> _Page extract_:
==*==

Thursday, 04 September 2008

Teens grow into college students. College students take Freshman Writing.

Freshman Writing, in turn, tends to be a loathed course.

The folks in charge of higher education curricula believe that college graduates need at least a rudimentary command of written rhetoric. Current Internet use reinforces this need. Nonetheless, most students are poor writers and find their required writing course(s) threatening at best, nightmarish at worst.

 

Fortunately, there are means available for coping with this dilemma and for improving one’s expository writing skills. Listed below are five ideas for enhancing one’s Freshman Writing experience.

 

I. Placement

 

Most schools offer or insist on written exams, for the purpose of class placement by competency. Although some individuals feel that they ought to always be in the highest echelon of classes and fight with academic bureaucracies accordingly, such thinking and acting can lead to problems.

==*==

> _Data section_:

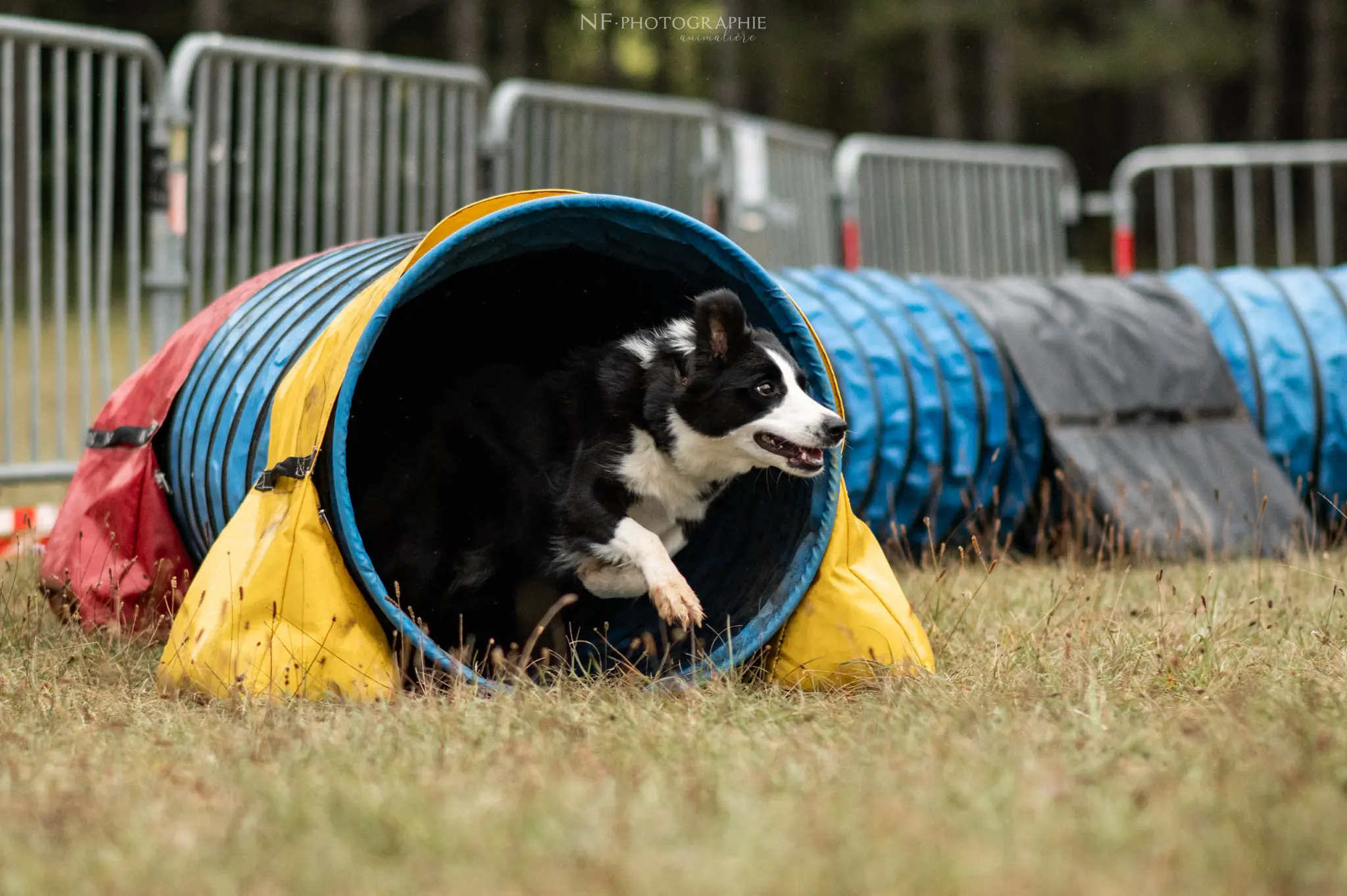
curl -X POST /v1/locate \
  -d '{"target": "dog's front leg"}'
[575,557,650,598]
[591,517,706,628]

==*==

> _Direction 1_: List the words the Freshman Writing article uses to characterize how students regard or experience the course.
> _Direction 2_: Carry the Freshman Writing article forward past its final sentence.

> _Written answer 1_: loathed, threatening, nightmarish

> _Written answer 2_:
It is far better to study writing at your current level of ability than to try to skip important writing skills. Analogously, there is little merit, save grade point average, in taking a section of Freshman Writing that is not challenging for you. Take the placement exams. Work with the placement counselors.

  

II. Resource Centers

 

In an ideal world, professors would be able to spend five hours per week with each of their students. The economics of running a school prohibit such outcomes; finances dictate that classes enroll more students than makes pedagogical sense and give teachers ungainly loads. A great instructor, outside of devices like Track Changes, can’t give you detailed feedback on your writing, let alone lots of individual office time, on a regular basis.

 

An academic resource center can. Whereas many resource center employees may not be specialists in writing (or in math or in other topics), they are often good at providing affirmations to students who feel stuck. These employees, likewise, have time to help on an individual basis. It behooves students to tap into this resource.

 

III. Online Editing Software

 

Software is only as good as the people who write it. A spell check program will miss subject specific diction and will not always pick up cultural nuances of language, despite the fact that such software can be adjusted to respond to reading level, versions of language, e.g. British vs. American English, and  so on.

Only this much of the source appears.